--- Entries provided ---
====
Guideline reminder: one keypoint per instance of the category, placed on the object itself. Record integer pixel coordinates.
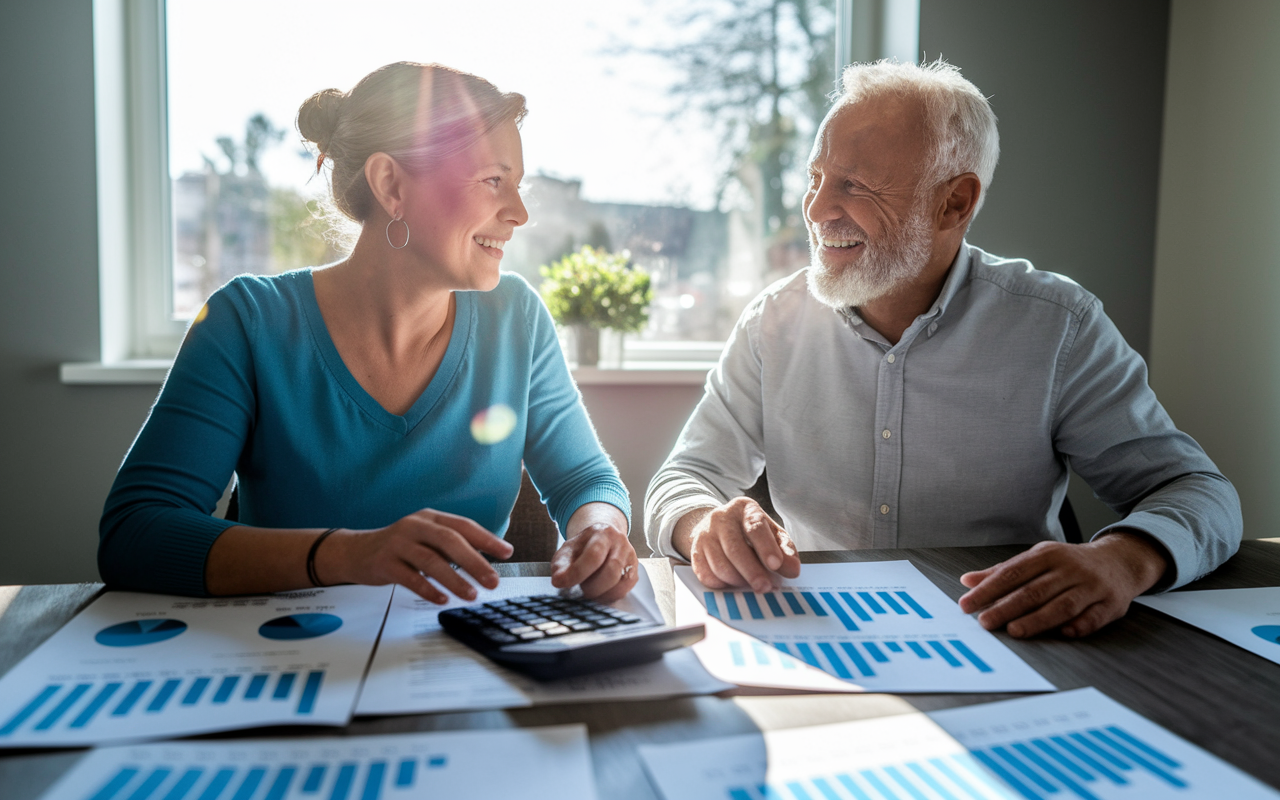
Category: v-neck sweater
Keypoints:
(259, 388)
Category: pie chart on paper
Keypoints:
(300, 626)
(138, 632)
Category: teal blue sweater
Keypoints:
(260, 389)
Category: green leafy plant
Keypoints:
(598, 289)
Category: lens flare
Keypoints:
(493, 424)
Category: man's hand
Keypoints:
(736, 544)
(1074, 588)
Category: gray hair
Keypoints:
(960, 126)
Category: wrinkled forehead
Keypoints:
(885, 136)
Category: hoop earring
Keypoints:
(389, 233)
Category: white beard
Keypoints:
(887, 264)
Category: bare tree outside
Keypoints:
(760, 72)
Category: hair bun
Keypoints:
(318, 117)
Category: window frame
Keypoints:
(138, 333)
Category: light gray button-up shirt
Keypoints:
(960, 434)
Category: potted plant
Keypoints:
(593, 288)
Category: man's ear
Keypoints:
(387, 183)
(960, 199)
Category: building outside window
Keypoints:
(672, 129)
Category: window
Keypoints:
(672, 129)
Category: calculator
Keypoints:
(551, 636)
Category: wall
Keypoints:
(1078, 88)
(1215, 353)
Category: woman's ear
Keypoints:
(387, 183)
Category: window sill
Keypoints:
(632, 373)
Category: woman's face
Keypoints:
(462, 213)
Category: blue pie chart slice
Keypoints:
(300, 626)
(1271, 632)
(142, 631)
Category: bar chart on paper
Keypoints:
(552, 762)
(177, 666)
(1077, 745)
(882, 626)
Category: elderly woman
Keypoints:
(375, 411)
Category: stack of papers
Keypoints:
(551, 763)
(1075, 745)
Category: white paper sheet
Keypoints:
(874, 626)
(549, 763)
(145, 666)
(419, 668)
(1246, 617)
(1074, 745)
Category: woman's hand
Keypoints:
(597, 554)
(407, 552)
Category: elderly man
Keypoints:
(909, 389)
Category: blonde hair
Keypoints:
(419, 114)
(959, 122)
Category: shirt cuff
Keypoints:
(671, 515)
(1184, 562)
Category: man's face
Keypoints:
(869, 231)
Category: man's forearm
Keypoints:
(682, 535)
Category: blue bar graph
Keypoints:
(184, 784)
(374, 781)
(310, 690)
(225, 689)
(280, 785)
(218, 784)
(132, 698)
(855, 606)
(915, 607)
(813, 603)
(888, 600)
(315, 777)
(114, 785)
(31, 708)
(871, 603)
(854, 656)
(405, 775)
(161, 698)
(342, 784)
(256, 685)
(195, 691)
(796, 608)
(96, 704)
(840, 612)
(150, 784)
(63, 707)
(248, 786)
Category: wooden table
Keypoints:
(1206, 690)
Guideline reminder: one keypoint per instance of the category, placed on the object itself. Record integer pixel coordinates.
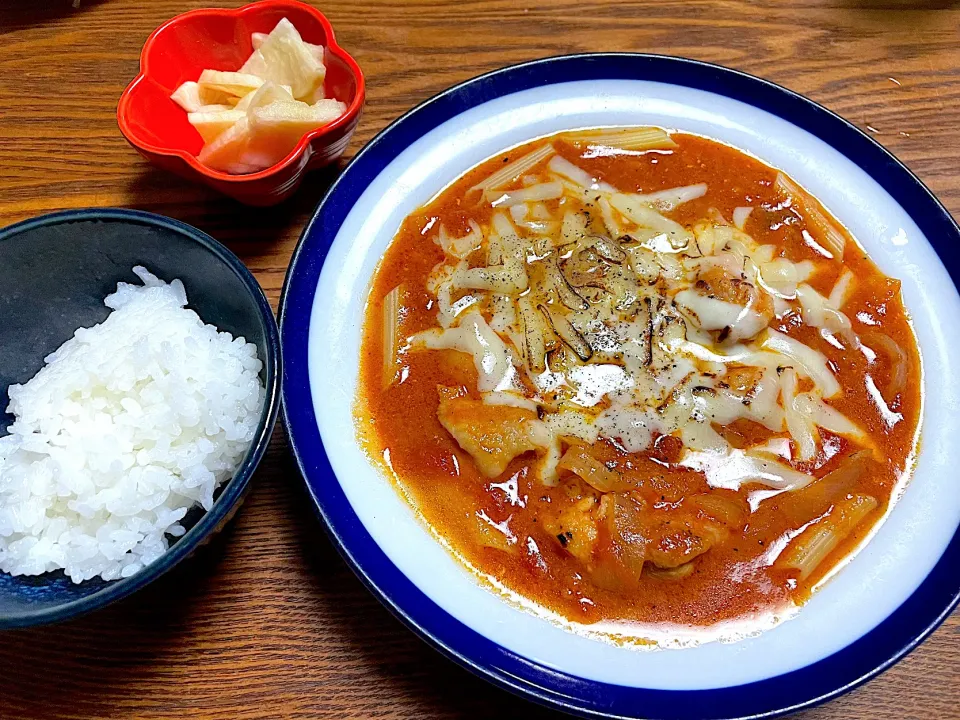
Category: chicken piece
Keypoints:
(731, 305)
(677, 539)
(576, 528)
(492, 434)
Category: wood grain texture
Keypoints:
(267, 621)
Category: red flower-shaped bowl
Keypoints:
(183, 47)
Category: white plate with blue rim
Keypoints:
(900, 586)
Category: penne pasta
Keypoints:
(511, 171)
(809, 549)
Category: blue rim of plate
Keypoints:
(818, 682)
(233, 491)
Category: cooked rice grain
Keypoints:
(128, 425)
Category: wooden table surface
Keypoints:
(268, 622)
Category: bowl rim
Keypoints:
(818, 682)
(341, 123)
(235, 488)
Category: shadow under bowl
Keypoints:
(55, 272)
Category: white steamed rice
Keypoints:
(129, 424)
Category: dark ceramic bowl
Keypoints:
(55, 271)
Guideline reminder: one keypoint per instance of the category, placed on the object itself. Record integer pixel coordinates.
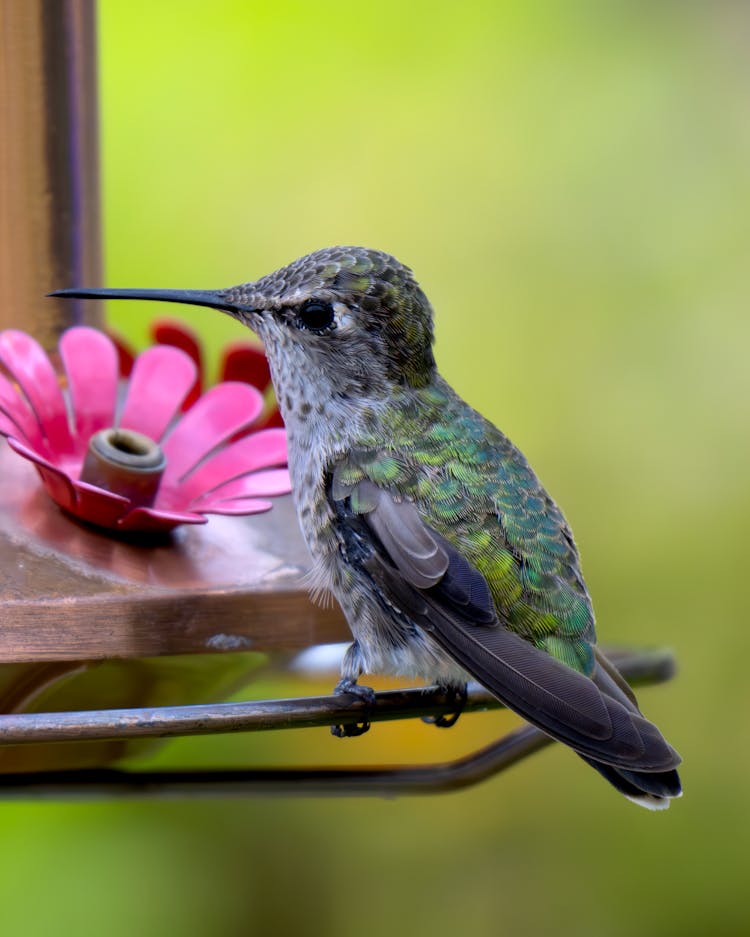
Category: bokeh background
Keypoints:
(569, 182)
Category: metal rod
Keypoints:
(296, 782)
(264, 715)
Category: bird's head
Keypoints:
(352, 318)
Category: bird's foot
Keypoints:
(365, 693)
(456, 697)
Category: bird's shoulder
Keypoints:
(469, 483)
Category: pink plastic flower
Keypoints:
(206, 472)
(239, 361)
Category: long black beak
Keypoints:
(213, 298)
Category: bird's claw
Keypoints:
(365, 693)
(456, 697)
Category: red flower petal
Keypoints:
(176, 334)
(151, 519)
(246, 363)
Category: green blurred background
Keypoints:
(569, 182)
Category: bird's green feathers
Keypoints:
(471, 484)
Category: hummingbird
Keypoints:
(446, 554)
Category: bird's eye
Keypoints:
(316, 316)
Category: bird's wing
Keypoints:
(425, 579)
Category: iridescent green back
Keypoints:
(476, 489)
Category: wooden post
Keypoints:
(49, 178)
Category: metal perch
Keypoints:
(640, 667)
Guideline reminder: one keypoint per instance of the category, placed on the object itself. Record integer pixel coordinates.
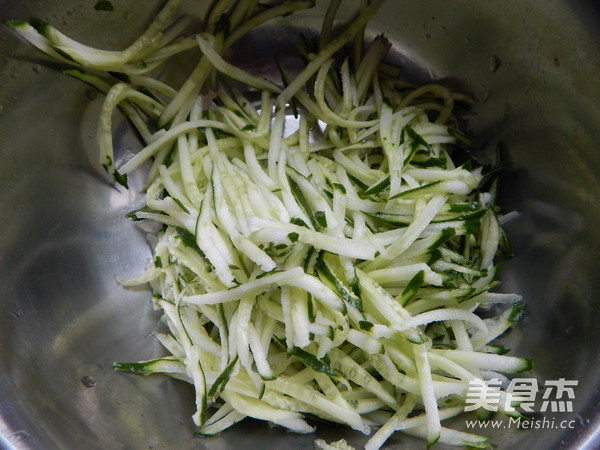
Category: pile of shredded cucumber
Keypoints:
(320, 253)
====
--- Prompt ---
Begin with the first line of the entries above and write out each line exactly, ending with the line containing "Category: calculator". Leave out pictures.

--- Result of this exercise ---
Guideline reminder: one keypoint per instance of the category, placed on the object itself. Record integer pixel coordinates.
Category: v-neck sweater
Keypoints:
(259, 388)
Category: pie chart on paper
Keypoints:
(300, 626)
(138, 632)
Category: teal blue sweater
Keypoints:
(260, 389)
Category: green leafy plant
Keypoints:
(598, 289)
Category: lens flare
Keypoints:
(493, 424)
Category: man's hand
Keypoints:
(736, 544)
(1074, 588)
Category: gray hair
Keypoints:
(960, 126)
Category: wrinkled forehead
Keypoints:
(885, 136)
Category: hoop earring
Keypoints:
(389, 233)
Category: white beard
Keypoints:
(887, 264)
Category: bare tree outside
Keypoints:
(760, 72)
Category: hair bun
Keypoints:
(318, 117)
Category: window frame
Keypoints:
(138, 333)
Category: light gray button-up shirt
Keypoints:
(960, 434)
Category: potted plant
Keypoints:
(593, 288)
Category: man's ear
Keypoints:
(387, 183)
(960, 199)
Category: building outside window
Keypoints:
(672, 129)
Category: window
Keypoints:
(672, 129)
Category: calculator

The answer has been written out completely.